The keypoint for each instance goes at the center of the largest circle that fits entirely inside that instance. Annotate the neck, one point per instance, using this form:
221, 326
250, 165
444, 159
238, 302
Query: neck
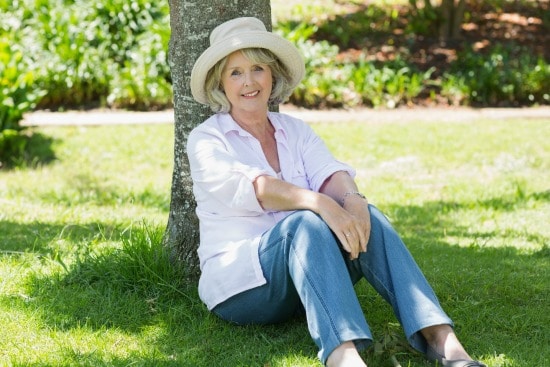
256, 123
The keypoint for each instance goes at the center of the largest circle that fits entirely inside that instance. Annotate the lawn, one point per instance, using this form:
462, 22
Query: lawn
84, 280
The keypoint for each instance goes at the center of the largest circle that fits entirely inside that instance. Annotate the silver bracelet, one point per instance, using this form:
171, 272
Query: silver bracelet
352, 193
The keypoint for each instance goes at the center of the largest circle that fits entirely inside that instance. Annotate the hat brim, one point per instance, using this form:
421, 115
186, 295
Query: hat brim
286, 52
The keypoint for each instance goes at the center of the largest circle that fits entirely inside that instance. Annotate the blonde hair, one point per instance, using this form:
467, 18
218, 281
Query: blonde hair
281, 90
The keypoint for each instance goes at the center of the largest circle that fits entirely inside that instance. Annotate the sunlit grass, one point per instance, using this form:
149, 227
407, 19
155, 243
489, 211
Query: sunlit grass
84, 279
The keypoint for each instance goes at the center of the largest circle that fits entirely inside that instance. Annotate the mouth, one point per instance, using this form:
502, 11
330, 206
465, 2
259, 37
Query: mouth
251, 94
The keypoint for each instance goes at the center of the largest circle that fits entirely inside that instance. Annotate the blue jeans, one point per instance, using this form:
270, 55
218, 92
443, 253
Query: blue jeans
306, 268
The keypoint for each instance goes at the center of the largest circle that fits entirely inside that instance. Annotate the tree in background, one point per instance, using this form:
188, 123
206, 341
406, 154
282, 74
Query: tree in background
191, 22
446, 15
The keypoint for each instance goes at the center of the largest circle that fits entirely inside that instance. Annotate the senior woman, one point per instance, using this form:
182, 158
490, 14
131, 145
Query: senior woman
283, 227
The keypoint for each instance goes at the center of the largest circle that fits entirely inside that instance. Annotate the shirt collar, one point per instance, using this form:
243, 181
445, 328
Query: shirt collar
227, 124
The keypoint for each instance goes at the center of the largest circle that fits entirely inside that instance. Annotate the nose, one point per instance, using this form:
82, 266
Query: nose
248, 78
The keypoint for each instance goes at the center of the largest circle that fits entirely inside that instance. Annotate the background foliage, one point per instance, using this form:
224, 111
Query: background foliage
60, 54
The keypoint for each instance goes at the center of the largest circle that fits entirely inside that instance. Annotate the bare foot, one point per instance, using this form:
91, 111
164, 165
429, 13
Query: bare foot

--

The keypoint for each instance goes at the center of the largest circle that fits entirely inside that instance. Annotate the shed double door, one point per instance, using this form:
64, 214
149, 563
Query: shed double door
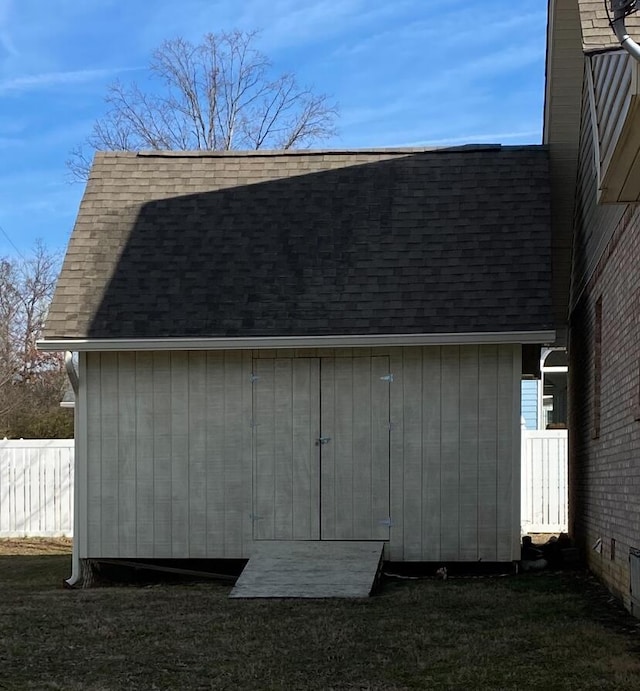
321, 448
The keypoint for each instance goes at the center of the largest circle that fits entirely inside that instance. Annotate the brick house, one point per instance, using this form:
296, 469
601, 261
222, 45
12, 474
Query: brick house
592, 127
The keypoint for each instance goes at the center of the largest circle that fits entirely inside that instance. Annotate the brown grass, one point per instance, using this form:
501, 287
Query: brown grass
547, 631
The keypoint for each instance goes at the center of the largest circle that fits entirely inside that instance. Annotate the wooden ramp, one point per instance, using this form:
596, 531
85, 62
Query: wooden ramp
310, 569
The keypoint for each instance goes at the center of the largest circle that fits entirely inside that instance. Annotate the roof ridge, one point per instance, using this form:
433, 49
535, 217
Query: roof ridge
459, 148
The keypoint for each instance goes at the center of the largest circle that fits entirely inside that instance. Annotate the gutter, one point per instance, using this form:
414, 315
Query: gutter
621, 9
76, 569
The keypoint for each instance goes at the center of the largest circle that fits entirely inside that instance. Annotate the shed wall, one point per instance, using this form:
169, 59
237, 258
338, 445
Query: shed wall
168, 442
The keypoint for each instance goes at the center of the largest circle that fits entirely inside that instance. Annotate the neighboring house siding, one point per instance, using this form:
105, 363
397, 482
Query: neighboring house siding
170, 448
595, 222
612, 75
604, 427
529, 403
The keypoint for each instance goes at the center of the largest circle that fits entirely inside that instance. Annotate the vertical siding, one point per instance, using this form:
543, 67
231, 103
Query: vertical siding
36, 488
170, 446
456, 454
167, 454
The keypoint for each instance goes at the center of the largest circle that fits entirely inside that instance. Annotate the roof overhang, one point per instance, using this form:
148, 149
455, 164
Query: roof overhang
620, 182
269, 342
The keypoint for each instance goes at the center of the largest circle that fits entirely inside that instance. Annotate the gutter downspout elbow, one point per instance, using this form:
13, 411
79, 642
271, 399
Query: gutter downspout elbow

WHAT THE EXERCISE ASKS:
Pick out every line in the data above that contains the string "woman", and copy each of those lines in full. Matching is case-sensitive.

ANSWER TO THE PROBLEM:
The keypoint for each instance goes at the center of the largest circle that fits entirely inside that instance. Annotate the senior woman, one point per instance, using this form:
Query: senior woman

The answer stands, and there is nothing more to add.